Would it be possible to quote, exactly and in full, the lines from the one with "of the dirt" through the end of the entries below?

___ Extracted entries ___

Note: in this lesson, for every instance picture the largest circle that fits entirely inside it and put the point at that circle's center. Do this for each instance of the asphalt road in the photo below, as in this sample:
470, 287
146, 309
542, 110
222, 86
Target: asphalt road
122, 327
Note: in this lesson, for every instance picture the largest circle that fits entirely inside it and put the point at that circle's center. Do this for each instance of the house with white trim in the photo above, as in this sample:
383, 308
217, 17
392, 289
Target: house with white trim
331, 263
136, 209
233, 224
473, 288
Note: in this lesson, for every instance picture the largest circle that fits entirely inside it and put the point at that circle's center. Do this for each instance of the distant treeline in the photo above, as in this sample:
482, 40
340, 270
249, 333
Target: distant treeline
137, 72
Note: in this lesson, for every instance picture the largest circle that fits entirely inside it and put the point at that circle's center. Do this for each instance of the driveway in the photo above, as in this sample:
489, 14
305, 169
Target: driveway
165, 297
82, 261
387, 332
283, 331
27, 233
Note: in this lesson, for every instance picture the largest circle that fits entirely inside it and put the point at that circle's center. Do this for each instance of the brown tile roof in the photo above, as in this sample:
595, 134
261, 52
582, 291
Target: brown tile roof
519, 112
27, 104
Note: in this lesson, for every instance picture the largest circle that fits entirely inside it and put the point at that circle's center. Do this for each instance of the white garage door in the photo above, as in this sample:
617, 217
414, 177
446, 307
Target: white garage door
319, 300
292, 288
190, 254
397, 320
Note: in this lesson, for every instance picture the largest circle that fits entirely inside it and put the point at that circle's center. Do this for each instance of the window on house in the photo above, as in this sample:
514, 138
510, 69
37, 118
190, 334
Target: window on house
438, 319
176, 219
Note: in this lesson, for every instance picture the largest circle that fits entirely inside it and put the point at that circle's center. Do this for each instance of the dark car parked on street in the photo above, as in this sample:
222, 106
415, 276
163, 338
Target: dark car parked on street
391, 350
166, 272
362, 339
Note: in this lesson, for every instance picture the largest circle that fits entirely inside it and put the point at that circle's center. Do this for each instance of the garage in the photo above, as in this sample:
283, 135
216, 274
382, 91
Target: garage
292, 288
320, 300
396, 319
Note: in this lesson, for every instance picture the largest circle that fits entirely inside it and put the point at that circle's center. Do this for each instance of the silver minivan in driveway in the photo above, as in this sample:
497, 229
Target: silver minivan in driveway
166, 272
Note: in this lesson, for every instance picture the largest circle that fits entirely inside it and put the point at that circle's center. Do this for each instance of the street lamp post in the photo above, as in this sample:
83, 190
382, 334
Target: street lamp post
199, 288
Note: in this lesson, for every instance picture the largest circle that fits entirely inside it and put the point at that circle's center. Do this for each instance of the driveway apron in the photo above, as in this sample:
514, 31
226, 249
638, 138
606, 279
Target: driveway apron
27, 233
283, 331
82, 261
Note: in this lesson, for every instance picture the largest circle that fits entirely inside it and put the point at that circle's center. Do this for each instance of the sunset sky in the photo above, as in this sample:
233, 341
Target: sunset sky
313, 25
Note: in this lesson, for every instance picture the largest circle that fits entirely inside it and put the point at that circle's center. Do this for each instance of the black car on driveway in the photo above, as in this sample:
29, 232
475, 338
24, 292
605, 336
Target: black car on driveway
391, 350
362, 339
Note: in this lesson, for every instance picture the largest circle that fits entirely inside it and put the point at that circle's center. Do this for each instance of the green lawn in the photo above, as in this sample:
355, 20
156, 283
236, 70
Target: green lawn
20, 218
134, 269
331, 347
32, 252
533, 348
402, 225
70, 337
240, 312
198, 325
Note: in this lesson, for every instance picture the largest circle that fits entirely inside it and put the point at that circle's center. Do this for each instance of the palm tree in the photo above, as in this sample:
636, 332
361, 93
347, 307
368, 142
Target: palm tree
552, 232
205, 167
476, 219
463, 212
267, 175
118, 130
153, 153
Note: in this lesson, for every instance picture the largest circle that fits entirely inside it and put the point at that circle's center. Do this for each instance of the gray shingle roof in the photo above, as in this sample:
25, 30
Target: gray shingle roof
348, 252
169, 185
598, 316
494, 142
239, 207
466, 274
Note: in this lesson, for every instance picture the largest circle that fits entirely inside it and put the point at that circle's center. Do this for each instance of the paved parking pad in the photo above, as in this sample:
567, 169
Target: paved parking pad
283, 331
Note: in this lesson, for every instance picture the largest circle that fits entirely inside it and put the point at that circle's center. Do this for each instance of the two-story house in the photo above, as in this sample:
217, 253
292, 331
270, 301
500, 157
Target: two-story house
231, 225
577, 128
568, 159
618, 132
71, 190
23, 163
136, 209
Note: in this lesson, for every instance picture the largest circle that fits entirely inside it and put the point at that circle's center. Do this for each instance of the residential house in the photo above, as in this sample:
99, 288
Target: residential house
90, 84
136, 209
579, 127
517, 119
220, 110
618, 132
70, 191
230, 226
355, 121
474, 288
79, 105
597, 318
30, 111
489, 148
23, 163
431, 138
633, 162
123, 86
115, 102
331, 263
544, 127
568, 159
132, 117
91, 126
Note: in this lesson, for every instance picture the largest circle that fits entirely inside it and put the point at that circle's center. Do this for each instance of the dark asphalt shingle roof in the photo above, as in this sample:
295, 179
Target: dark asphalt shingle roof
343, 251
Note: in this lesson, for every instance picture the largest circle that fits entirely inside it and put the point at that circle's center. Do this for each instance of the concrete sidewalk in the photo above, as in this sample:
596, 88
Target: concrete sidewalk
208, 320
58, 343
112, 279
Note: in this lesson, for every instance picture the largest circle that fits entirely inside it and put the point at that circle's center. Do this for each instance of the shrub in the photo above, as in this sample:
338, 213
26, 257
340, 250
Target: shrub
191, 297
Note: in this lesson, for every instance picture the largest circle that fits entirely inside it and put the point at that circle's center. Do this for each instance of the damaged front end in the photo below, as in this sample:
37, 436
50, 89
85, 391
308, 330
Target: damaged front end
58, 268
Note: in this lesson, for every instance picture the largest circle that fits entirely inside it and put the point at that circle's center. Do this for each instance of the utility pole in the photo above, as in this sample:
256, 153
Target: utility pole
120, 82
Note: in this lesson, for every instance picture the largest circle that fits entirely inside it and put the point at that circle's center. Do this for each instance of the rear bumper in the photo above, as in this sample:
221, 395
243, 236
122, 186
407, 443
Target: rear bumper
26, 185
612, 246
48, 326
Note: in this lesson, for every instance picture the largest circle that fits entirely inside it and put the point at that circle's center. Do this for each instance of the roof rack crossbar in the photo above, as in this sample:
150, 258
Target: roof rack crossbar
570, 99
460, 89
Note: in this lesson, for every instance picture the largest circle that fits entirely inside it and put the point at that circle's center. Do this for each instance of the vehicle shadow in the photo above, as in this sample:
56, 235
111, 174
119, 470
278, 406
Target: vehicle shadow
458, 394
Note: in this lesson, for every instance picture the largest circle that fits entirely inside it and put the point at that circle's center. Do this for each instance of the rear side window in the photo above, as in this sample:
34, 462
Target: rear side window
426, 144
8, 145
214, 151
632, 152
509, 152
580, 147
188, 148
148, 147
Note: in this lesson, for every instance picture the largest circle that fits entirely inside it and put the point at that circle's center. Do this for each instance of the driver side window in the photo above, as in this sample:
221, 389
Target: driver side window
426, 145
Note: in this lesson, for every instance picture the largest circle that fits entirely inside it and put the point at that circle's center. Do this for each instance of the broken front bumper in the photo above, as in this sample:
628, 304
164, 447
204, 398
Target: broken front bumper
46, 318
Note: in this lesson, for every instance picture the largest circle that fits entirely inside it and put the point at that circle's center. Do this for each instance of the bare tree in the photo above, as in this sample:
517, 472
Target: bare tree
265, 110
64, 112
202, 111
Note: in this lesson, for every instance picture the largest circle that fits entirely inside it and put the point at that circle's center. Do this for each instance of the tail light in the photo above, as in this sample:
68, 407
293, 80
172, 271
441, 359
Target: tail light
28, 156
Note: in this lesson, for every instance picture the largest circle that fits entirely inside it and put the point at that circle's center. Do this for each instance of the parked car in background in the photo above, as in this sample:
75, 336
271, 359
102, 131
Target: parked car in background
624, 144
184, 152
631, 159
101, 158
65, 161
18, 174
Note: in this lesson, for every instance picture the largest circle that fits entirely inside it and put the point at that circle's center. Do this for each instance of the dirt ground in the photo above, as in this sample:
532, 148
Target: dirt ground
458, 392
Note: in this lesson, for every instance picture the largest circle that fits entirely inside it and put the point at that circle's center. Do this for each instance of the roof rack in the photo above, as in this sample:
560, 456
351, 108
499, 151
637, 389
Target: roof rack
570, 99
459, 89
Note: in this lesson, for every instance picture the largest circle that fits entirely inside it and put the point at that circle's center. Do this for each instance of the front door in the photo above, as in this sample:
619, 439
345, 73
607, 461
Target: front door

___

#### Complete response:
Note: in this lesson, for every instance picture the largest circle that fits entirely inside it and put the point at that circle's center. Do this for each instance of the dirt ground in the photo above, as in this sample:
532, 148
Target: dirt ground
458, 392
Note: in this lesson, for every instance picture the largest circle that fits entirely inside it and put the point at that circle's center. Do this for each instance of the roof rack in the photo above, as in this sample:
560, 456
351, 108
499, 151
637, 389
Target: roof rack
570, 99
459, 89
Note: in this lesson, for every instance picture the largest circle that fits entirely inside it and put the point at that circle's center. Do this for each instance of the front door in the photo above, as in this sample:
619, 439
345, 73
607, 461
Target: front door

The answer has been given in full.